• EXTRACT:

>> BEGIN

[Ovmsdev] CAN drivers: fix & harmonize frame transmission failure handling

Sun Jan 10 02:11:57 HKT 2021

Michael,

Do you know if anyone is tracking your changes for the Tesla Roadster
to make any changes that are necessary or appropriate?  I am not at
all familiar with that part of the code.

                                                        -- Steve

On Sat, 9 Jan 2021, Michael Balzer wrote:

> I've just pushed the two poller extensions described before:
>
> 1. If some TxCallback has been registered, either globally or on the
>    frame, the CAN framework now won't add an extra error status log
>    entry on TX failure. If you need to see/log these, activate a CAN
>    logger capable of catching TX failures, e.g. "can log start monitor
>    crtd", and look for "TX_Fail" entries. With a registered TxCallback,
>    during normal operation you will only see error level log entries
>    from TX failures when the CAN framework encounters a bus error
>    condition. "Ping" frames/requests sent while the error state is
>    active won't produce standard log entries.
>
> 2. The vehicle poller now registers a TxCallback for all requests sent,
>    so automatically fulfills the above condition. You can hook into
>    that callback simply by overriding the following method:
>
>    /**
>      * IncomingPollTxCallback: poller TX callback (stub, override with
>    vehicle implementation)
>      *  This is called by PollerTxCallback() on TX success/failure for
>    a poller request.
>      *  You can use this to detect CAN bus issues, e.g. if the car
>    switches off the OBD port.
>      *
>      *  ATT: this is executed in the main CAN task context. Keep it simple.
>      *    Complex processing here will affect overall CAN performance.
>      *
>      *  @param bus
>      *    CAN bus the current poll is done on
>      *  @param txid
>      *    The module TX ID of the current poll
>      *  @param type
>      *    OBD2 mode / UDS polling type, e.g. VEHICLE_POLL_TYPE_READDTC
>      *  @param pid
>      *    PID addressed (depending on the request type, may be none / 8
>    bit / 16 bit)

>> END

• AVAILABLE DATA:

>> BEGIN

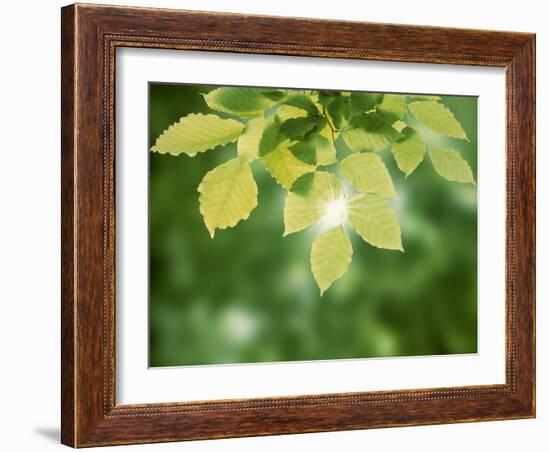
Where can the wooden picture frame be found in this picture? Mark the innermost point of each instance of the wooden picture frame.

>> END

• THE PROBLEM: Pick up the mailing-list message on CAN frame transmission failure handling at the point where it stops, and write what follows.

• RESPONSE FOR THIS EXERCISE:
>      *  @param success
>      *    Frame transmission success
>      */
>    void OvmsVehicle::IncomingPollTxCallback(canbus* bus, uint32_t txid,
>    uint16_t type, uint16_t pid, bool success)
>       {
>       }
>
>
> Regards,
> Michael
>
>
> Am 09.01.21 um 14:18 schrieb Michael Balzer:
> > As all tests were positive and without issues, I've merged the rework into
> > master.
> >
> > I now consider extending the poller to allow to hook into transmission
> > failures.
> >
> > Also, if a TX callback is present in a frame, I don't think we need the
> > error log entry from the CAN framework. That would eliminate most CAN error
> > log messages from regular poller "pings".
> >
> > Regards,
> > Michael
> >
> >
> > Am 08.01.21 um 18:52 schrieb Michael Balzer:
> > > Steve,
> > >
> > > thanks, that's perfect. The failure handling works as designed in your
> > > case.
> > >
> > > Regarding your question:
> > > > It does prompt me to ask a question that I had - On the i3, if you do
> > > > something like send a lock from the key or the Connected Drive APP then
> > > > the OBD-II comes alive but goes asleep again in less than a minute.
> > > >
> > > > if I have a PID that I poll infrequently - say every 120 seconds.  What
> > > > happens in this case?  Would they be seen as "overdue" when the bus
> > > > comes alive and polled immediately, or is it a matter of luck if the
> > > > 120th tick arrives at a time when the bus is alive?
> > > >
> > > > If the latter I need to poll even things like the VIN every 10 seconds
> > > > to make sure I get it before the bus goes to sleep again.
> > >
> > > With the old handling, the queued frames would have get sent as soon as
> > > the bus got awake again. That's nasty, as the frames may have been for a
> > > specific task (e.g. some protocol part), and should not be sent to a just
> > > woken up car. That could produce any sort of problem up to queued OBD
> > > writes corrupting the car memory. It was also nasty the driver would then
> > > send the whole TX queue at once, flooding the bus. A vehicle could see
> > > that as a malicious activity and block access.
> > >
> > > The new handling will abort the transmission as soon as the CAN controller
> > > runs into the retransmission limit (128 tries, formally CAN error-passive
> > > mode).
> > >
> > > So you now need to "ping" the car with some simple read or session state
> > > request, and check if a response comes in to determine if the bus is
> > > online. If using the poller, you'll get a respective Incoming...()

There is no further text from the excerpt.